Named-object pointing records
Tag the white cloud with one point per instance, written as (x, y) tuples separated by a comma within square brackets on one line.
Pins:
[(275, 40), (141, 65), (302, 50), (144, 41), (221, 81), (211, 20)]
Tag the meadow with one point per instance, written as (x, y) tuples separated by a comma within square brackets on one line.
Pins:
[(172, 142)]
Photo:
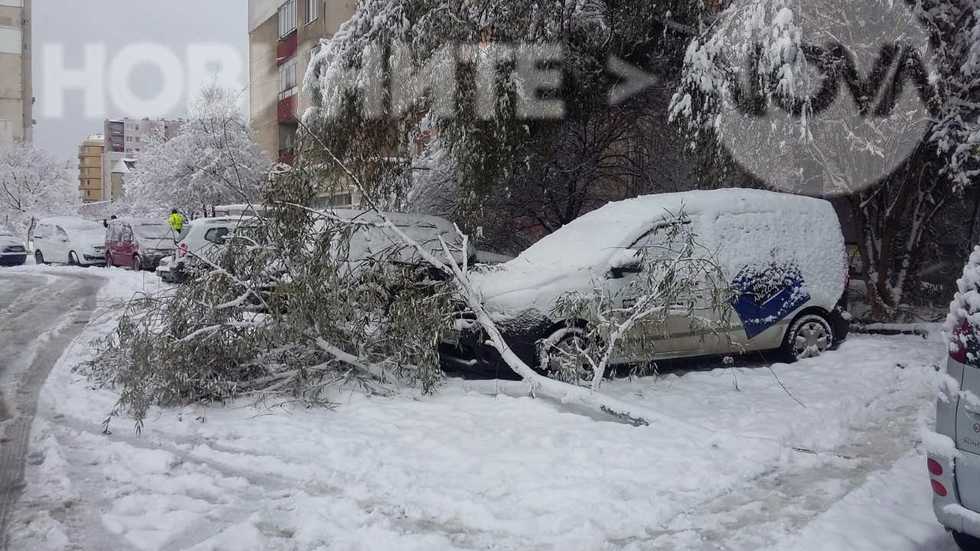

■ SHORT PROBLEM
Please write out all the items above again, substituting "Mark" for every "Tag" and changing nothing else. Leave the pictures out.

■ RESPONSE TO THE EXERCISE
Mark the white cloud with one point per instance, written as (x, y) tuples separated by a comma within square brackets on one line.
Pins:
[(275, 40), (141, 65), (302, 50), (144, 41), (221, 81), (211, 20)]
Mark the meadow with one point per instance, written as (x, y) tuples separated by a comma within square brackets on one line.
Pins:
[(172, 142)]
Photo:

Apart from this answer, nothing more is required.